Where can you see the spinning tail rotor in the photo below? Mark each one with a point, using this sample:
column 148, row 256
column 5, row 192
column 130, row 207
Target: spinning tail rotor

● ● ● ●

▶ **EXERCISE DETAILS**
Present every line of the items above as a Markdown table with the columns Row and Content, numbering each row and skipping any blank lines.

▶ **RESPONSE TO THE TASK**
| Row | Content |
|---|---|
| 1 | Where can you see the spinning tail rotor in the photo below? Mark each one with a point, using this sample: |
| 2 | column 148, row 256 |
| 3 | column 5, row 192 |
| 4 | column 130, row 207 |
| 5 | Target: spinning tail rotor |